▶ **Collected data**
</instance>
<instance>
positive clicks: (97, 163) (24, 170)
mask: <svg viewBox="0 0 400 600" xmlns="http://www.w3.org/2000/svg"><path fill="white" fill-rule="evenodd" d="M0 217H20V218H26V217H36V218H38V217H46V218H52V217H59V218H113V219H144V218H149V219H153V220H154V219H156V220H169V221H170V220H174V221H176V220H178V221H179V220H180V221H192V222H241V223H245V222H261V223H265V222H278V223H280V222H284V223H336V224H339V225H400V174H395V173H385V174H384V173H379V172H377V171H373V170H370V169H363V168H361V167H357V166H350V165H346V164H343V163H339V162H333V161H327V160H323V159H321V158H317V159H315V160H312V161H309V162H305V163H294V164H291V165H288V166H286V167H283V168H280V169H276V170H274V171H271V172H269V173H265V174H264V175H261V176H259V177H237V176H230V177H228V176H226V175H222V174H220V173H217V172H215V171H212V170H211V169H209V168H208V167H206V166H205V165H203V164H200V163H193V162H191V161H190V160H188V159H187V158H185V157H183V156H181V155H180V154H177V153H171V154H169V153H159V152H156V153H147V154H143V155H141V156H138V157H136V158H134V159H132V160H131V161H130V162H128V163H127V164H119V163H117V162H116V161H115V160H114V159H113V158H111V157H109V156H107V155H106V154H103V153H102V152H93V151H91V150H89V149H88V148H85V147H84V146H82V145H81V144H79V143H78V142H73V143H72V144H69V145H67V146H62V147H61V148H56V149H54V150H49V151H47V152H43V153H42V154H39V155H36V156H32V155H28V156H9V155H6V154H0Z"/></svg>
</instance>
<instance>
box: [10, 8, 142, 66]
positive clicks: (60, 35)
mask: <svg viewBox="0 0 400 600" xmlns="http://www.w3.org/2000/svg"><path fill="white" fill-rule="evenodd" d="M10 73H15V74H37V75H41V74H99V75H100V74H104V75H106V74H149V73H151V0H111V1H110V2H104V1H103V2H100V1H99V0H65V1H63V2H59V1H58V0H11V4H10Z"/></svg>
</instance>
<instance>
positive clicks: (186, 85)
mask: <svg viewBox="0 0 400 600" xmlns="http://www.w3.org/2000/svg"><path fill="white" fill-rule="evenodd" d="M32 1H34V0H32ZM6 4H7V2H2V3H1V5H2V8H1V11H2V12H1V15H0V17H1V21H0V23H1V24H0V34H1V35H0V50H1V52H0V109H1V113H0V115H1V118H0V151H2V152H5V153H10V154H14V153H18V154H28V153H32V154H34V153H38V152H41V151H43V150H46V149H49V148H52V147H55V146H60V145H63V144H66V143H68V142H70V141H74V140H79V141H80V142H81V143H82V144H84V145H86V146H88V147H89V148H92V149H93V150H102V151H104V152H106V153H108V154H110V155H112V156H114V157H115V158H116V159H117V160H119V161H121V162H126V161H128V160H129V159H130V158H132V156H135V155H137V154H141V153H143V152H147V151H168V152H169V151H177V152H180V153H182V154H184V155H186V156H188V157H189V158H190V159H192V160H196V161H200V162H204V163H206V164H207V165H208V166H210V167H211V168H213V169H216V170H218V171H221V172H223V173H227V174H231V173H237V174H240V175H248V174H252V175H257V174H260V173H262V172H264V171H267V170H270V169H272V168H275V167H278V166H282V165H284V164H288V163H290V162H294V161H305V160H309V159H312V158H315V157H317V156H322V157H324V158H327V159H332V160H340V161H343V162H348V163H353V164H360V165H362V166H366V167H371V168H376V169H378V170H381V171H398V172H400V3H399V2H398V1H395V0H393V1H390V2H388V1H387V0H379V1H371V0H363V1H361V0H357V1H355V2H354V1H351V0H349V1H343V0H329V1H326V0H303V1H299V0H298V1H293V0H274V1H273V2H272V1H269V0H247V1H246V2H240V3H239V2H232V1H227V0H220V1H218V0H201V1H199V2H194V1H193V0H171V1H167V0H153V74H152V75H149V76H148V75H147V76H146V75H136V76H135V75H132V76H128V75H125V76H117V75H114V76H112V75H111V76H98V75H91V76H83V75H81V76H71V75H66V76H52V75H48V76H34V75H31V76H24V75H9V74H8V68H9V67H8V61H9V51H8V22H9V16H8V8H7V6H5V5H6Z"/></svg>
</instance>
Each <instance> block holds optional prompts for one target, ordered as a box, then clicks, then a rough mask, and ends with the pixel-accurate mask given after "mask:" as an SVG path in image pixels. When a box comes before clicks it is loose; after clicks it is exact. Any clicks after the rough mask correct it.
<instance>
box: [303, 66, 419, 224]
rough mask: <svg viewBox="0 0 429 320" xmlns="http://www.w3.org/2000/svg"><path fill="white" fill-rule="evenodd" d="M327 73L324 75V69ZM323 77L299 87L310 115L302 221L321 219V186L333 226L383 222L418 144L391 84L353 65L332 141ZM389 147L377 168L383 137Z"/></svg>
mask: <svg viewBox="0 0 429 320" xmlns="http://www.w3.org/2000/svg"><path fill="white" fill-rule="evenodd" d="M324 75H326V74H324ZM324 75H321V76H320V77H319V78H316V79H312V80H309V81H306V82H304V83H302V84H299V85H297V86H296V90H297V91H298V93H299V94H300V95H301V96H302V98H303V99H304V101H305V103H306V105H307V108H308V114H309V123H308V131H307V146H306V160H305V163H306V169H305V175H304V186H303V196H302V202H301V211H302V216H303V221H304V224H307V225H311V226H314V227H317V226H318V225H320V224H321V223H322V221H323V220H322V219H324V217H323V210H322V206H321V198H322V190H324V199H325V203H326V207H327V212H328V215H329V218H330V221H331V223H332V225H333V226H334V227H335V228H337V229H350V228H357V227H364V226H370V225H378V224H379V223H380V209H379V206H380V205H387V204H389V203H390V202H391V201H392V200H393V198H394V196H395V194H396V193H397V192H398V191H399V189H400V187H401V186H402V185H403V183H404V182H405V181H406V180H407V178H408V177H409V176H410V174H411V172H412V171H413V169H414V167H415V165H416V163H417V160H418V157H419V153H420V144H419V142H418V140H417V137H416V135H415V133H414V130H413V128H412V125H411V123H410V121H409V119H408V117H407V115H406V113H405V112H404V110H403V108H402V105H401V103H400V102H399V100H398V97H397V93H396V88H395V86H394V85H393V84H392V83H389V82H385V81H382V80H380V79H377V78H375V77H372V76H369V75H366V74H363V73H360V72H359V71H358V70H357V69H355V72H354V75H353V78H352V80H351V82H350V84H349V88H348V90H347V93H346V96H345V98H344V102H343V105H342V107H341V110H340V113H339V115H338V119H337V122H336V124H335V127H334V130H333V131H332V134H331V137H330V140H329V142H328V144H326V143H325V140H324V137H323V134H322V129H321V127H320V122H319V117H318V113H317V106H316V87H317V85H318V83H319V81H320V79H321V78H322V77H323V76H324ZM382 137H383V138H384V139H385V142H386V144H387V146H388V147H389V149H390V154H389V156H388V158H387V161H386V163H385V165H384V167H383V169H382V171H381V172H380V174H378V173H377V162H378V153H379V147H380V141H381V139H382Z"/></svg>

▶ **Action item**
Return, unchanged, every line of the data from its very first line through the line containing "positive clicks: (97, 163) (24, 170)", with both of those lines included.

▶ **Your solution**
</instance>
<instance>
positive clicks: (97, 163) (24, 170)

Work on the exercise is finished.